** BEGIN **

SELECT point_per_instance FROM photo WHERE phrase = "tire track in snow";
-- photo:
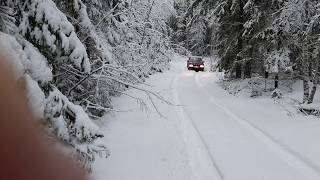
(283, 152)
(200, 160)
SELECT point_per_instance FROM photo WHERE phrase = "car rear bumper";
(196, 68)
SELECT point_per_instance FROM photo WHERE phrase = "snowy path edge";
(280, 150)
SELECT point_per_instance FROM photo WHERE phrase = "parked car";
(195, 63)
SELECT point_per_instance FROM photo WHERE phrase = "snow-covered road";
(209, 136)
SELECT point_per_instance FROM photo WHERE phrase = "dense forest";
(74, 55)
(254, 37)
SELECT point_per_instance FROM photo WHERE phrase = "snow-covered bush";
(72, 56)
(65, 120)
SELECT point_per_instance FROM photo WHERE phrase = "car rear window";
(195, 59)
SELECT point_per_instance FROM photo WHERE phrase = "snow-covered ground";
(210, 134)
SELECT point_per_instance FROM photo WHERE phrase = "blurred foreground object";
(24, 154)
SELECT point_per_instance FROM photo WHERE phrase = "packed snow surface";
(209, 134)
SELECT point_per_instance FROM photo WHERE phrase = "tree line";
(254, 37)
(73, 55)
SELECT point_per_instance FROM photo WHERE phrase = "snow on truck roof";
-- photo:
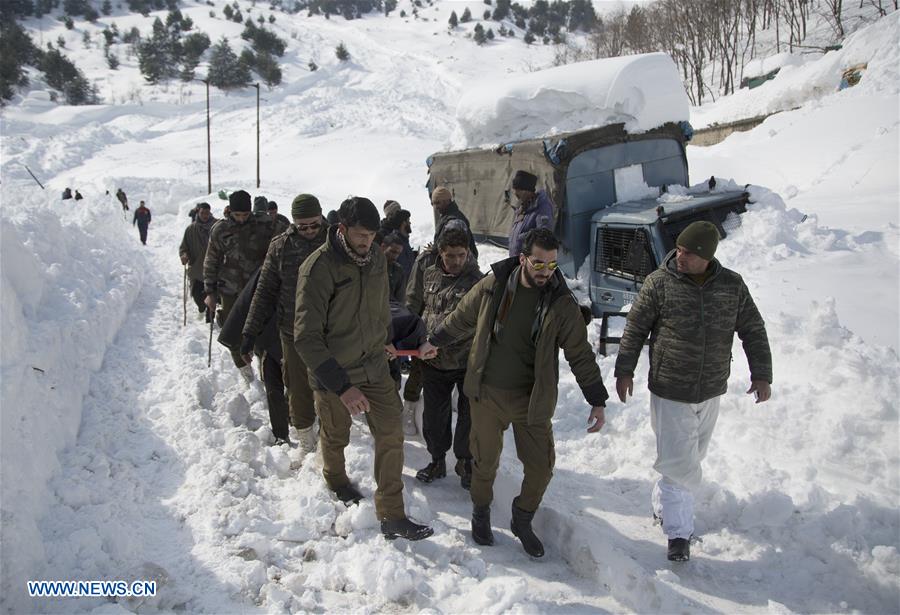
(642, 91)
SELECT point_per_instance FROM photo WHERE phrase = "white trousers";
(682, 439)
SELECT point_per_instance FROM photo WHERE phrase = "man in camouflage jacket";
(444, 285)
(193, 250)
(276, 295)
(691, 307)
(237, 248)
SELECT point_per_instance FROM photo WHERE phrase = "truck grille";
(624, 252)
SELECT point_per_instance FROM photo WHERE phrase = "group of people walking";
(331, 305)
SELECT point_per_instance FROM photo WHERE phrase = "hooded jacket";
(561, 326)
(691, 330)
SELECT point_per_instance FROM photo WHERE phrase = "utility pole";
(256, 85)
(208, 142)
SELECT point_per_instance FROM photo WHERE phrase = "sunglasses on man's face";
(539, 266)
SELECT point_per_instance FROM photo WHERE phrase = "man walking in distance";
(535, 210)
(142, 218)
(444, 285)
(691, 307)
(341, 331)
(522, 314)
(193, 251)
(276, 293)
(237, 247)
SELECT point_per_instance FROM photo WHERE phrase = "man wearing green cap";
(276, 294)
(691, 307)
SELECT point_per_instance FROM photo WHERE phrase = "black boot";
(481, 525)
(434, 470)
(404, 528)
(679, 550)
(464, 471)
(348, 494)
(521, 527)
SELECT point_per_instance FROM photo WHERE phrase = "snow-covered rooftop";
(643, 91)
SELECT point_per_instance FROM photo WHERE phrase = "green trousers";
(300, 396)
(227, 304)
(492, 413)
(387, 430)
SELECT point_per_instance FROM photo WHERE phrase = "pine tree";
(341, 52)
(479, 34)
(225, 70)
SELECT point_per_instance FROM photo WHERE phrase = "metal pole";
(257, 134)
(208, 141)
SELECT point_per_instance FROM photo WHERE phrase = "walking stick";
(209, 351)
(184, 297)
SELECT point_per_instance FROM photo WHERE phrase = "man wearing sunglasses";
(522, 313)
(276, 294)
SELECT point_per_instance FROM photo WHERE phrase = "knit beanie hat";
(441, 194)
(239, 201)
(305, 206)
(390, 208)
(701, 238)
(523, 180)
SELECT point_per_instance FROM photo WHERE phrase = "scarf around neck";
(360, 261)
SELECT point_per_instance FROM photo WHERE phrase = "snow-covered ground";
(125, 457)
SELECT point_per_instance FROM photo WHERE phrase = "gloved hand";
(246, 349)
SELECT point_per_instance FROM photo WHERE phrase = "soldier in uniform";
(237, 248)
(342, 332)
(276, 294)
(193, 250)
(445, 284)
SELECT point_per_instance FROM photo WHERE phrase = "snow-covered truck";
(620, 189)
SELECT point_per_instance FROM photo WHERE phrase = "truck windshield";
(624, 252)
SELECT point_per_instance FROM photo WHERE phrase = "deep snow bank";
(642, 91)
(68, 278)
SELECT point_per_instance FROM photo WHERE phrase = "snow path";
(169, 481)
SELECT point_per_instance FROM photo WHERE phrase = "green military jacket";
(276, 291)
(342, 317)
(691, 330)
(235, 252)
(442, 293)
(193, 245)
(563, 327)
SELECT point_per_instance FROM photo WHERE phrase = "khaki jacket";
(342, 317)
(563, 327)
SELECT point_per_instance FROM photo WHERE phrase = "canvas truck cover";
(481, 179)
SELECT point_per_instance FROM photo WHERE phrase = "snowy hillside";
(124, 457)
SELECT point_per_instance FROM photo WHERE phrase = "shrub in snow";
(225, 70)
(341, 52)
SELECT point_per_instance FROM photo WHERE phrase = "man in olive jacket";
(237, 248)
(445, 284)
(342, 332)
(276, 293)
(522, 314)
(193, 250)
(691, 307)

** END **

**Written problem**:
Copy every record character for character. Skip the pictures.

**Answer in full**:
SELECT point_per_instance FROM photo WHERE phrase = "tire track in snow";
-- photo:
(283, 152)
(200, 160)
SELECT point_per_instance FROM photo WHERE phrase = "car rear bumper";
(196, 68)
SELECT point_per_instance FROM photo WHERE phrase = "snowy path edge";
(280, 150)
SELECT point_per_instance FROM photo WHERE phrase = "parked car";
(195, 63)
SELECT point_per_instance FROM photo WHERE phrase = "snow-covered road";
(209, 136)
SELECT point_per_instance FROM photo WHERE phrase = "dense forest";
(74, 55)
(254, 37)
SELECT point_per_instance FROM photo WHERE phrase = "snow-covered bush";
(72, 56)
(65, 120)
SELECT point_per_instance FROM photo WHERE phrase = "car rear window";
(195, 59)
SELECT point_per_instance FROM photo WHERE phrase = "snow-covered ground";
(210, 134)
SELECT point_per_instance FROM photo WHERE phrase = "blurred foreground object";
(24, 154)
SELECT point_per_instance FROM photo WHERE phrase = "packed snow surface";
(209, 134)
SELECT point_per_instance FROM photo WHERE phrase = "tree line";
(254, 37)
(73, 55)
SELECT point_per_instance FROM photo WHERE phrase = "snow on truck roof";
-- photo:
(642, 91)
SELECT point_per_instance FROM photo WHERE phrase = "white trousers";
(682, 439)
SELECT point_per_instance FROM photo WHERE phrase = "man in camouflage jacket";
(444, 285)
(193, 250)
(276, 295)
(691, 307)
(237, 248)
SELECT point_per_instance FROM photo WHERE phrase = "truck grille";
(624, 252)
SELECT point_per_instance FROM photo WHERE phrase = "group of people walking";
(331, 305)
SELECT point_per_instance FROM photo WHERE phrase = "hooded jacket";
(561, 326)
(691, 330)
SELECT point_per_instance FROM photo WHERE phrase = "utility pole";
(256, 85)
(208, 142)
SELECT point_per_instance FROM photo WHERE phrase = "sunglasses on man's face";
(539, 266)
SELECT point_per_instance FROM photo WHERE phrase = "man walking in distance";
(535, 210)
(142, 218)
(444, 285)
(691, 307)
(341, 331)
(522, 314)
(193, 251)
(276, 293)
(237, 247)
SELECT point_per_instance FROM photo WHERE phrase = "man wearing green cap";
(276, 294)
(691, 307)
SELECT point_per_instance FROM photo WHERE phrase = "black boot";
(481, 525)
(434, 470)
(404, 528)
(679, 550)
(464, 471)
(348, 494)
(521, 527)
SELECT point_per_instance FROM photo WHERE phrase = "snow-covered rooftop";
(643, 91)
SELECT point_per_instance FROM photo WHERE phrase = "green trousers";
(300, 396)
(227, 304)
(492, 413)
(387, 430)
SELECT point_per_instance FROM photo WHERE phrase = "pine tree";
(341, 52)
(479, 34)
(225, 70)
SELECT point_per_instance FROM photo WHERE phrase = "metal pole";
(257, 134)
(208, 141)
SELECT point_per_instance FROM photo WHERE phrase = "walking stick";
(209, 351)
(184, 297)
SELECT point_per_instance FROM photo WHERE phrase = "man wearing sunglasses";
(522, 313)
(276, 294)
SELECT point_per_instance FROM photo WHERE phrase = "knit beanie hat";
(441, 194)
(239, 201)
(305, 206)
(390, 208)
(701, 238)
(523, 180)
SELECT point_per_instance FROM photo WHERE phrase = "scarf around neck";
(360, 261)
SELECT point_per_instance FROM photo WHERE phrase = "snow-covered ground";
(125, 457)
SELECT point_per_instance FROM photo WHERE phrase = "gloved hand";
(246, 349)
SELECT point_per_instance FROM photo WHERE phrase = "soldier in uniform";
(237, 248)
(342, 332)
(276, 294)
(193, 250)
(445, 284)
SELECT point_per_instance FROM photo WHERE phrase = "snow-covered truck";
(620, 189)
SELECT point_per_instance FROM photo WHERE phrase = "truck windshield";
(624, 252)
SELECT point_per_instance FROM photo WHERE phrase = "deep snow bank";
(642, 91)
(68, 278)
SELECT point_per_instance FROM photo WHERE phrase = "snow path";
(169, 481)
SELECT point_per_instance FROM photo WHERE phrase = "green military jacket";
(276, 291)
(342, 317)
(691, 330)
(235, 252)
(442, 293)
(193, 245)
(563, 327)
SELECT point_per_instance FROM photo WHERE phrase = "khaki jacket";
(342, 317)
(563, 327)
SELECT point_per_instance FROM photo WHERE phrase = "canvas truck cover";
(481, 179)
SELECT point_per_instance FROM photo WHERE phrase = "snowy hillside";
(124, 457)
SELECT point_per_instance FROM photo WHERE phrase = "shrub in snow";
(225, 70)
(341, 52)
SELECT point_per_instance FROM photo WHERE phrase = "man in olive jacket";
(237, 248)
(445, 284)
(342, 332)
(276, 293)
(522, 314)
(193, 250)
(691, 307)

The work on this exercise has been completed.